Written task 1
In the passage on Wal-Mart and Levis jeans, what is named as the core value of Levis blue jeans?
Written task 2
Pick up the passage on Wal-Mart and Levis jeans after its last sentence and keep writing it.

Provided passage
#####

Because of Wal-Mart’s constant pressure for everyday low prices, some manufacturers have to make their products cheaper by changing the quality of the products themselves to be able to sell them at Wal-Mart’s low price. The core value of Levis blue jeans for example, is quality and durability. But to sell at Wal-Mart, a cheaper kind of denim is used and simpler designs. This creates a serviceable but utterly undistinguished pair of jeans that are both inexpensive and cheap, which turns inside out what Levis jeans have stood for for 150 years.

#####

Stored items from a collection

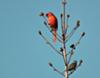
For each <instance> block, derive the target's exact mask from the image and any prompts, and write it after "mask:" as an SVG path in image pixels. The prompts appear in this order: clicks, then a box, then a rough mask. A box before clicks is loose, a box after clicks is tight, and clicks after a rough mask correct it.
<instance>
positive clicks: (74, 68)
mask: <svg viewBox="0 0 100 78" xmlns="http://www.w3.org/2000/svg"><path fill="white" fill-rule="evenodd" d="M76 67H77V61H76V60H74V62H73V63H71V64H70V65H69V66H68V71H74V70H76Z"/></svg>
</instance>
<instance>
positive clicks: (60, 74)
mask: <svg viewBox="0 0 100 78" xmlns="http://www.w3.org/2000/svg"><path fill="white" fill-rule="evenodd" d="M49 66H50V67H52V68H53V70H54V71H56V72H57V73H58V74H60V75H62V76H64V77H65V75H64V74H63V73H61V72H60V71H59V70H58V69H57V68H55V67H54V66H53V64H52V63H51V62H49Z"/></svg>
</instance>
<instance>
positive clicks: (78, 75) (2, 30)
mask: <svg viewBox="0 0 100 78" xmlns="http://www.w3.org/2000/svg"><path fill="white" fill-rule="evenodd" d="M99 8H100V0H68V8H67V10H68V11H67V13H69V14H70V15H71V18H70V21H69V29H72V28H73V27H74V25H75V22H76V20H77V19H80V20H81V26H80V28H79V29H78V31H77V32H76V33H75V34H74V36H73V37H72V38H71V40H70V42H71V43H73V42H74V41H76V40H77V39H78V37H79V35H80V32H83V31H85V32H86V36H85V37H84V38H83V39H82V41H81V44H80V45H79V46H78V47H77V49H76V51H75V55H74V57H73V58H72V59H76V60H80V59H83V65H82V66H81V67H80V68H79V69H78V70H77V71H76V72H75V73H74V74H73V75H72V76H71V77H70V78H100V71H99V70H100V61H99V59H100V41H99V40H100V36H99V34H100V9H99ZM41 11H43V12H45V13H46V12H48V11H51V12H53V13H54V14H55V15H56V16H57V18H58V21H59V30H58V32H60V13H61V12H62V5H61V0H0V78H40V77H41V78H62V76H60V75H59V74H57V73H55V72H54V71H53V70H52V69H51V68H50V67H49V66H48V62H49V61H51V62H52V63H53V64H54V65H55V66H56V67H57V68H59V69H60V70H62V69H63V68H64V67H63V66H64V64H63V60H62V57H61V56H60V55H58V54H56V53H55V52H54V51H53V50H52V49H51V48H50V47H49V46H48V45H47V44H45V42H44V41H43V39H42V38H41V37H40V36H39V35H38V33H37V32H38V30H41V31H42V32H44V34H45V36H46V37H47V38H48V39H49V40H50V41H51V42H52V40H51V37H52V35H51V34H50V33H48V30H47V29H46V28H45V26H44V24H43V19H42V18H41V17H39V13H40V12H41ZM69 31H70V30H69ZM55 46H56V47H59V46H58V45H57V44H56V45H55ZM66 46H67V47H68V48H69V45H66ZM62 71H63V70H62Z"/></svg>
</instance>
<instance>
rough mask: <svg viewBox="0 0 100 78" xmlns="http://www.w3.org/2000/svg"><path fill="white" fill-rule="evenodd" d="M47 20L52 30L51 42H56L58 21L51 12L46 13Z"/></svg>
mask: <svg viewBox="0 0 100 78" xmlns="http://www.w3.org/2000/svg"><path fill="white" fill-rule="evenodd" d="M46 17H47V22H48V25H49V26H50V28H51V30H52V32H53V42H54V43H55V42H56V38H57V29H58V21H57V18H56V16H55V15H54V14H53V13H52V12H48V13H46Z"/></svg>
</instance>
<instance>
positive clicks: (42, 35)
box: [39, 30, 63, 56]
mask: <svg viewBox="0 0 100 78" xmlns="http://www.w3.org/2000/svg"><path fill="white" fill-rule="evenodd" d="M39 35H40V36H41V37H42V38H43V39H44V41H45V42H46V43H47V44H48V45H49V46H50V47H51V48H52V49H53V50H54V51H55V52H57V53H58V54H60V55H62V54H61V52H60V51H58V50H57V49H56V48H55V47H54V46H53V45H52V44H51V43H50V42H49V41H48V40H47V38H46V37H45V36H44V35H43V34H42V33H41V31H40V30H39ZM62 56H63V55H62Z"/></svg>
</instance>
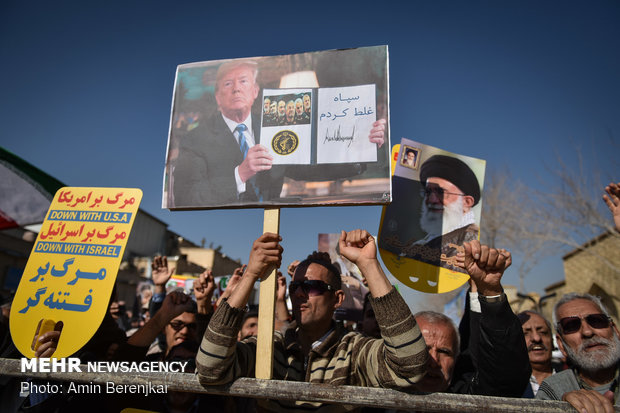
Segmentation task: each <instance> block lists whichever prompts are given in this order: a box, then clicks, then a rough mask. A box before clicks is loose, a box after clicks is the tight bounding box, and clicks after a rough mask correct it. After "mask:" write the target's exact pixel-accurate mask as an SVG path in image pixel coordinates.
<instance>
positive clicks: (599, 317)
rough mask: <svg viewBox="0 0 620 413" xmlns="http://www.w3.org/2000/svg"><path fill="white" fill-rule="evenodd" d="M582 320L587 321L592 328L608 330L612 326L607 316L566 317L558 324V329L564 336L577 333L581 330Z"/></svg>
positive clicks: (610, 321) (563, 318) (595, 314)
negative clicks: (611, 325)
mask: <svg viewBox="0 0 620 413" xmlns="http://www.w3.org/2000/svg"><path fill="white" fill-rule="evenodd" d="M581 320H586V323H588V324H589V325H590V327H592V328H607V327H609V326H610V325H611V318H610V317H608V316H606V315H605V314H589V315H587V316H585V317H578V316H571V317H564V318H562V319H561V320H560V321H559V322H558V327H559V328H560V330H562V333H564V334H571V333H575V332H577V331H579V329H580V328H581Z"/></svg>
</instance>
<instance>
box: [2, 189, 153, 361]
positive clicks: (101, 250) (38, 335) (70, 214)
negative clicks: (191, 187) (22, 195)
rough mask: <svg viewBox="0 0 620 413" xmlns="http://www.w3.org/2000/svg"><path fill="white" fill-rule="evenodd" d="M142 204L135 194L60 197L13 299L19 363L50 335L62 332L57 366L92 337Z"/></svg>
mask: <svg viewBox="0 0 620 413" xmlns="http://www.w3.org/2000/svg"><path fill="white" fill-rule="evenodd" d="M141 200H142V191H140V190H139V189H128V188H74V187H65V188H61V189H60V190H58V192H57V193H56V195H55V196H54V199H53V200H52V203H51V206H50V208H49V211H48V213H47V215H46V217H45V221H44V222H43V224H42V226H41V231H40V232H39V235H38V236H37V239H36V241H35V244H34V248H33V250H32V253H31V254H30V258H29V259H28V263H27V264H26V268H25V269H24V274H23V276H22V278H21V281H20V283H19V286H18V288H17V292H16V293H15V298H14V299H13V305H12V311H11V316H10V329H11V336H12V338H13V342H14V343H15V346H16V347H17V349H18V350H19V351H20V352H21V353H22V354H23V355H24V356H26V357H29V358H31V357H34V355H35V350H36V348H37V347H38V345H39V342H38V337H39V336H40V335H42V334H43V333H45V332H47V331H52V330H57V331H60V336H59V339H58V343H57V348H56V351H55V352H54V355H53V356H54V357H56V358H62V357H67V356H69V355H71V354H73V353H75V352H76V351H77V350H79V349H80V348H81V347H82V346H83V345H84V344H86V343H87V342H88V340H89V339H90V338H91V337H92V336H93V334H94V333H95V331H96V330H97V328H98V327H99V325H100V324H101V321H102V320H103V317H104V315H105V313H106V311H107V310H108V304H109V300H110V296H111V293H112V289H113V288H114V282H115V280H116V275H117V272H118V267H119V265H120V263H121V260H122V258H123V252H124V250H125V246H126V245H127V241H128V238H129V234H130V232H131V227H132V225H133V223H134V220H135V217H136V213H137V211H138V206H139V205H140V201H141Z"/></svg>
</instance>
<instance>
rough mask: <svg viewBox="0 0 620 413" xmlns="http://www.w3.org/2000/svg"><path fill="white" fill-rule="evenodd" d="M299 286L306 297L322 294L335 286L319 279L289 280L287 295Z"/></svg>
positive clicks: (298, 286) (290, 292)
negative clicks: (330, 284) (328, 283)
mask: <svg viewBox="0 0 620 413" xmlns="http://www.w3.org/2000/svg"><path fill="white" fill-rule="evenodd" d="M299 287H301V290H302V291H303V292H304V294H306V295H307V296H308V297H315V296H317V295H322V294H323V293H325V292H326V291H334V290H335V288H334V287H332V286H331V285H329V284H327V283H326V282H324V281H321V280H304V281H291V283H290V284H289V286H288V293H289V295H293V294H295V291H297V289H298V288H299Z"/></svg>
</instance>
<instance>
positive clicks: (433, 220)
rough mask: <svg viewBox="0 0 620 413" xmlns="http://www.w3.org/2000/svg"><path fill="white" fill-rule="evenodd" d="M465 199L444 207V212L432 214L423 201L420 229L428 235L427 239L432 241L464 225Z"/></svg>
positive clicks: (446, 205)
mask: <svg viewBox="0 0 620 413" xmlns="http://www.w3.org/2000/svg"><path fill="white" fill-rule="evenodd" d="M464 215H465V214H464V213H463V197H458V199H457V200H456V201H454V202H452V203H450V204H448V205H444V206H443V211H442V212H431V210H430V209H429V208H428V205H427V204H426V202H425V201H422V216H421V217H420V227H421V228H422V229H423V230H424V231H425V232H426V233H427V234H428V235H427V236H426V239H432V238H435V237H438V236H440V235H444V234H447V233H449V232H452V231H454V230H455V229H457V228H461V227H463V226H465V225H467V224H464V223H463V222H464V219H463V218H464Z"/></svg>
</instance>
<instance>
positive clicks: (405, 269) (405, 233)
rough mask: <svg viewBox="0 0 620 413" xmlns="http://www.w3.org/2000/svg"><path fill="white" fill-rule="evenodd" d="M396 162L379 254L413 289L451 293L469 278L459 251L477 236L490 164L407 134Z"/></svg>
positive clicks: (417, 289) (403, 279)
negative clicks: (435, 144)
mask: <svg viewBox="0 0 620 413" xmlns="http://www.w3.org/2000/svg"><path fill="white" fill-rule="evenodd" d="M394 161H395V162H394V175H393V177H392V179H393V180H392V187H393V191H394V198H393V201H392V203H391V204H390V205H388V206H386V207H384V208H383V213H382V218H381V227H380V229H379V244H378V246H379V252H380V254H381V258H382V259H383V262H384V264H385V266H386V267H387V268H388V270H389V271H390V272H391V273H392V275H394V277H396V278H398V280H399V281H401V282H402V283H403V284H405V285H407V286H409V287H411V288H413V289H415V290H418V291H423V292H429V293H443V292H448V291H452V290H454V289H456V288H458V287H460V286H461V285H463V284H464V283H465V282H466V281H467V280H468V279H469V276H468V275H467V273H466V272H465V271H464V270H463V269H462V268H460V267H459V266H458V264H457V253H458V252H459V251H462V248H463V247H462V245H463V242H465V241H471V240H473V239H478V237H479V228H480V214H481V199H482V188H483V182H484V172H485V166H486V162H485V161H484V160H481V159H476V158H472V157H468V156H463V155H457V154H454V153H451V152H448V151H444V150H441V149H438V148H435V147H432V146H429V145H425V144H422V143H420V142H415V141H412V140H409V139H405V138H403V139H402V140H401V143H400V150H399V153H398V155H397V156H396V157H395V158H394Z"/></svg>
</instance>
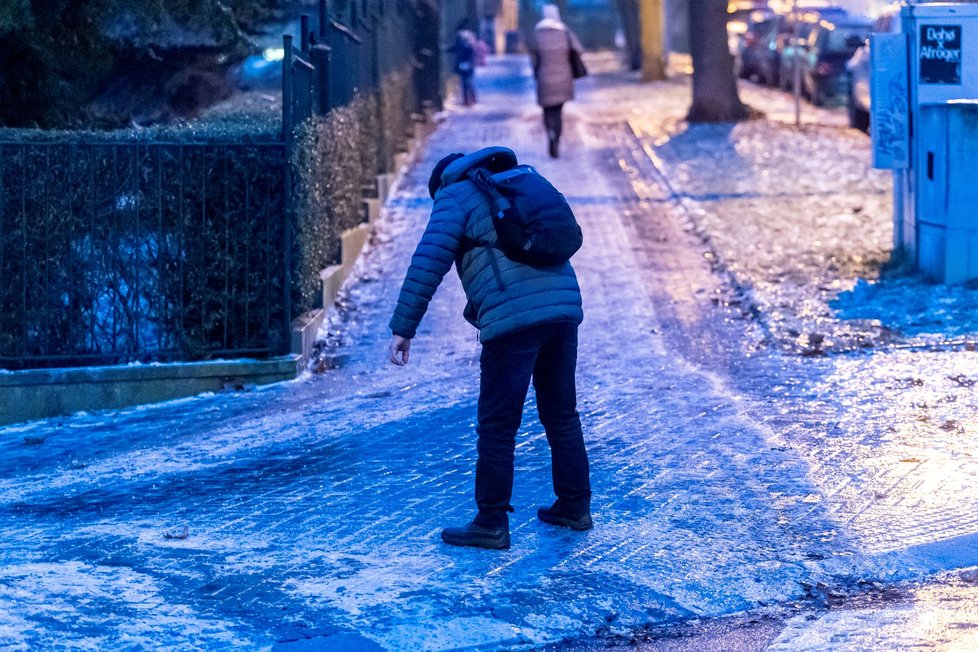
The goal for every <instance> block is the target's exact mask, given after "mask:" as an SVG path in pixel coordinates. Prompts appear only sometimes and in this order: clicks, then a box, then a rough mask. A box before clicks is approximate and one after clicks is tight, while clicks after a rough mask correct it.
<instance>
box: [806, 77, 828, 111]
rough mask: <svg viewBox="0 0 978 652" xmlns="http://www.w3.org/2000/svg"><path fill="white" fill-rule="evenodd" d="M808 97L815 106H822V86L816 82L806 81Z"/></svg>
mask: <svg viewBox="0 0 978 652" xmlns="http://www.w3.org/2000/svg"><path fill="white" fill-rule="evenodd" d="M808 97H809V98H810V99H811V101H812V104H814V105H815V106H822V105H823V104H825V90H824V89H823V88H822V85H821V84H819V83H818V80H816V79H809V80H808Z"/></svg>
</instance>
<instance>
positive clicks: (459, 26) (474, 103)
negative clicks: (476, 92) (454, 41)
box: [448, 19, 476, 106]
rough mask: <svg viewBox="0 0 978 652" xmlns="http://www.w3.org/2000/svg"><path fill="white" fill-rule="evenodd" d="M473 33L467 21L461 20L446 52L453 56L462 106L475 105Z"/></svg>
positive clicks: (474, 71) (462, 19) (472, 31)
mask: <svg viewBox="0 0 978 652" xmlns="http://www.w3.org/2000/svg"><path fill="white" fill-rule="evenodd" d="M475 43H476V36H475V32H473V31H472V28H471V27H470V26H469V21H468V19H462V21H461V22H459V24H458V27H456V28H455V43H453V44H452V46H451V47H450V48H448V51H449V52H451V53H452V54H454V55H455V73H456V74H457V75H458V81H459V91H460V92H461V93H462V104H464V105H465V106H472V105H473V104H475Z"/></svg>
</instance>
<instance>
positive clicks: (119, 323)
mask: <svg viewBox="0 0 978 652" xmlns="http://www.w3.org/2000/svg"><path fill="white" fill-rule="evenodd" d="M432 7H433V5H431V4H430V3H429V2H428V0H417V1H416V2H410V1H408V0H349V2H346V3H344V5H343V8H342V11H339V12H335V13H334V12H331V11H330V8H329V6H328V5H327V3H326V1H325V0H321V2H320V5H319V16H318V19H319V25H318V27H317V30H316V31H315V32H313V31H312V30H310V28H309V18H308V17H303V20H302V34H301V35H300V39H299V47H298V48H297V47H295V46H294V45H293V42H292V40H293V39H292V37H290V36H287V37H285V39H284V41H285V60H284V62H283V75H284V77H283V115H282V134H281V140H280V141H278V142H255V143H232V142H221V143H213V142H107V141H104V140H99V139H97V138H95V139H91V140H86V139H81V138H80V139H79V140H77V141H75V142H33V141H31V142H27V141H25V142H17V141H14V142H5V141H0V368H5V369H24V368H35V367H52V366H71V365H79V364H112V363H121V362H131V361H139V360H192V359H203V358H208V357H229V356H255V357H264V356H272V355H280V354H283V353H286V352H288V350H289V337H290V328H291V323H292V319H293V317H295V315H294V314H293V307H294V305H296V302H294V301H293V298H294V297H295V296H297V295H296V288H295V283H294V276H295V273H294V269H293V268H294V265H295V260H294V256H293V252H294V250H295V249H296V243H295V242H294V241H293V240H294V232H293V226H294V220H295V216H294V211H293V206H294V202H295V194H296V190H297V189H296V185H295V184H296V180H295V179H294V178H293V176H294V175H293V164H292V161H293V134H294V129H295V128H296V127H297V126H298V125H299V124H300V123H301V122H303V121H304V120H306V119H308V118H309V117H311V116H312V115H317V114H318V115H325V114H326V113H327V112H328V111H329V110H330V109H332V108H334V107H337V106H341V105H343V104H345V103H347V102H349V101H350V100H351V99H352V98H353V97H355V96H356V95H357V94H371V93H373V94H377V95H378V96H381V95H383V91H384V89H382V88H381V85H382V84H383V83H384V80H385V79H387V78H388V76H389V75H391V74H393V73H396V72H397V71H399V70H400V71H402V72H403V71H404V70H410V71H411V74H412V75H414V78H413V80H412V83H411V84H410V86H409V93H408V94H409V95H410V97H409V98H402V97H398V98H394V99H395V100H396V101H394V102H391V101H387V102H384V101H378V102H376V103H375V106H377V107H378V108H377V111H378V115H377V116H376V118H377V120H378V121H379V122H380V123H381V131H380V132H379V133H378V134H377V138H378V140H380V141H381V146H382V147H383V148H386V151H384V152H383V154H382V155H381V156H380V157H379V158H380V160H381V162H382V164H383V165H387V164H388V162H389V161H391V160H392V155H393V151H394V148H395V147H396V143H394V142H391V141H392V140H393V139H392V138H391V137H390V136H389V134H391V133H394V134H397V133H398V130H400V131H401V133H402V134H403V129H401V127H403V125H404V124H406V123H407V121H408V120H409V114H410V113H411V112H412V111H416V110H418V109H420V108H421V106H422V104H423V103H425V102H428V103H431V102H433V101H434V102H435V103H437V101H438V99H437V98H438V96H439V94H440V93H439V88H440V79H439V77H438V74H439V73H438V59H439V57H438V55H437V52H438V45H437V43H430V42H428V41H430V39H431V34H432V31H431V21H432V20H434V25H435V26H436V27H435V31H434V34H435V36H434V38H435V39H436V40H437V12H435V14H434V17H432V13H431V12H432V11H434V10H433V9H432ZM425 30H427V31H425ZM419 34H420V36H419ZM426 35H427V36H426ZM423 45H426V46H427V47H421V46H423ZM422 51H426V52H428V54H424V53H423V52H422ZM432 80H435V81H434V82H432ZM432 98H434V99H432ZM382 99H383V98H382ZM390 99H391V98H388V100H390ZM399 103H400V105H399V106H397V107H396V109H397V110H396V111H391V110H388V109H389V107H390V106H392V105H397V104H399ZM385 107H388V109H385ZM385 111H386V113H385ZM395 114H396V115H395ZM385 122H386V125H385V124H384V123H385ZM385 126H386V128H384V127H385ZM379 171H382V170H378V172H379Z"/></svg>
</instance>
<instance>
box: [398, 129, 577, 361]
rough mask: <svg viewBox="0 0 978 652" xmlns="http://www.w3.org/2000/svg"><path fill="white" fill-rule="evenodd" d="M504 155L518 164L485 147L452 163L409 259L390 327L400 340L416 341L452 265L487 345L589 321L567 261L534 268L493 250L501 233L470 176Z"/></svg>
mask: <svg viewBox="0 0 978 652" xmlns="http://www.w3.org/2000/svg"><path fill="white" fill-rule="evenodd" d="M500 154H502V155H504V156H505V155H507V154H508V155H510V156H512V158H513V161H514V162H515V160H516V156H515V154H513V152H512V151H511V150H509V149H506V148H505V147H487V148H485V149H482V150H479V151H478V152H474V153H472V154H469V155H468V156H465V157H463V158H461V159H459V160H457V161H455V162H453V163H452V164H451V165H449V166H448V167H447V168H446V169H445V172H444V173H443V174H442V177H441V179H442V185H441V189H440V190H439V191H438V192H437V193H436V194H435V205H434V208H433V209H432V211H431V218H430V219H429V221H428V226H427V227H426V228H425V232H424V235H422V236H421V242H419V243H418V247H417V249H415V252H414V256H413V257H412V258H411V266H410V268H409V269H408V272H407V275H406V277H405V278H404V284H403V285H402V286H401V293H400V295H399V296H398V298H397V307H396V308H395V310H394V316H393V317H392V318H391V321H390V328H391V331H393V332H394V334H395V335H400V336H402V337H407V338H412V337H414V335H415V333H416V332H417V329H418V324H419V323H420V322H421V318H422V317H423V316H424V314H425V312H426V311H427V309H428V303H429V302H430V301H431V297H432V296H433V295H434V293H435V290H436V289H437V288H438V285H439V284H440V283H441V281H442V279H443V278H444V277H445V274H447V273H448V270H449V269H451V267H452V263H453V262H454V263H456V270H457V271H458V275H459V278H460V279H461V280H462V287H463V288H464V289H465V296H466V297H467V298H468V304H467V305H466V307H465V312H464V316H465V318H466V319H467V320H468V321H469V323H471V324H472V325H473V326H475V327H476V328H478V329H479V339H480V340H481V341H483V342H488V341H489V340H492V339H494V338H497V337H499V336H501V335H506V334H508V333H512V332H514V331H518V330H520V329H523V328H527V327H529V326H535V325H537V324H543V323H548V322H558V321H569V322H574V323H575V324H579V323H581V321H583V319H584V311H583V310H582V308H581V290H580V287H579V286H578V284H577V276H575V274H574V268H573V267H571V264H570V263H569V262H567V263H563V264H561V265H556V266H554V267H544V268H539V267H530V266H527V265H522V264H520V263H517V262H514V261H512V260H510V259H508V258H507V257H506V256H505V255H504V254H503V253H502V252H501V251H500V250H499V249H497V248H495V247H492V246H490V245H492V244H493V243H495V241H496V231H495V229H494V228H493V226H492V217H491V216H490V215H489V203H488V201H487V200H486V198H485V196H484V195H483V194H482V193H481V192H480V191H479V190H478V189H477V188H476V186H475V184H474V183H472V182H471V181H469V180H468V179H467V178H466V176H465V175H466V172H467V171H468V170H469V169H471V168H474V167H479V166H480V164H482V163H484V162H485V161H487V160H488V159H489V158H491V157H494V156H497V157H498V156H499V155H500ZM473 243H475V244H473ZM492 257H494V258H495V259H496V265H495V267H496V268H498V270H499V271H498V274H497V273H496V271H495V269H494V266H493V264H492V261H491V258H492Z"/></svg>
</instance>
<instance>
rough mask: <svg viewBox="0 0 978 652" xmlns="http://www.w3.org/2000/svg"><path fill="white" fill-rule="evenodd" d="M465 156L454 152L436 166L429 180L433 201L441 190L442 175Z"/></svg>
mask: <svg viewBox="0 0 978 652" xmlns="http://www.w3.org/2000/svg"><path fill="white" fill-rule="evenodd" d="M463 156H465V154H459V153H458V152H453V153H452V154H449V155H448V156H446V157H445V158H443V159H442V160H440V161H438V163H436V164H435V169H433V170H432V171H431V177H430V178H429V179H428V194H429V195H431V198H432V199H434V198H435V193H436V192H438V189H439V188H441V175H442V174H443V173H444V172H445V168H447V167H448V166H449V165H451V164H452V163H453V162H455V161H457V160H458V159H460V158H462V157H463Z"/></svg>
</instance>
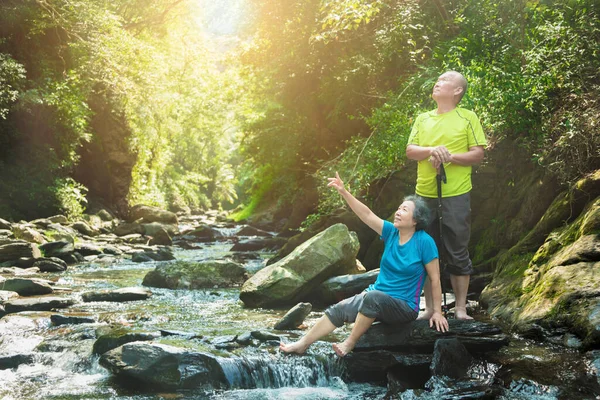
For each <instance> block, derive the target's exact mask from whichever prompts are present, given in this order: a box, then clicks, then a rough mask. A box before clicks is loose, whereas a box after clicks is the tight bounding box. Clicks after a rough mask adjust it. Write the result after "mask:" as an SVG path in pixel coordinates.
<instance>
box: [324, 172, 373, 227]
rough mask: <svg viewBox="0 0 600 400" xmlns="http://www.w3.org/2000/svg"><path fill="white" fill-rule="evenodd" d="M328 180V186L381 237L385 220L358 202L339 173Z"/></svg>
mask: <svg viewBox="0 0 600 400" xmlns="http://www.w3.org/2000/svg"><path fill="white" fill-rule="evenodd" d="M328 179H329V183H328V184H327V186H331V187H333V188H334V189H335V190H337V191H338V193H339V194H341V195H342V197H343V198H344V200H346V203H348V205H349V206H350V208H351V209H352V211H354V214H356V215H357V216H358V218H360V220H361V221H362V222H364V223H365V224H367V225H368V226H369V228H371V229H373V230H374V231H375V232H377V234H378V235H381V232H382V231H383V220H382V219H381V218H379V217H378V216H377V215H375V214H374V213H373V211H371V209H370V208H369V207H367V206H365V205H364V204H363V203H361V202H360V201H358V200H357V199H356V197H354V196H352V194H350V192H348V191H347V190H346V188H345V187H344V182H342V180H341V179H340V175H339V174H338V173H337V172H336V173H335V178H328Z"/></svg>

#####

Response 1
Quality and durability.

Response 2
Eventually there are no more efficiencies to be wrung out of the supply chain; eventually the only way to lower costs is to manufacture outside of the U.S. There is no question that Wal-Mart is accelerating the loss of American jobs to low wage countries like China. Some people say that we are buying ourselves out of jobs by supporting Wal-Mart but Wal-Mart says that they created 100,000 new jobs in the U.S. in the year of 2004. But the truth is that actually when a new Wal-Mart opens up people don’t buy more products, they just shift where they buy those products. Much of Wal-Marts business comes at the expense of other retailers. So when Wal-Mart “increases” jobs, all it is really doing is taking the jobs away from other retailers that already existed in the community that have gone out of business because Wal-Mart came into town.
Even with all these negative viewpoints of Wal-Mart, I feel that Wal-Mart is the up most example of what is possible within the realm of a democratic free market. Wal-Mart is a testament to what American capitalism is all about. Wal-Mart does affect everyone, even if you don’t shop at Wal-Mart, but I don’t think it is capable of ever taking over completely.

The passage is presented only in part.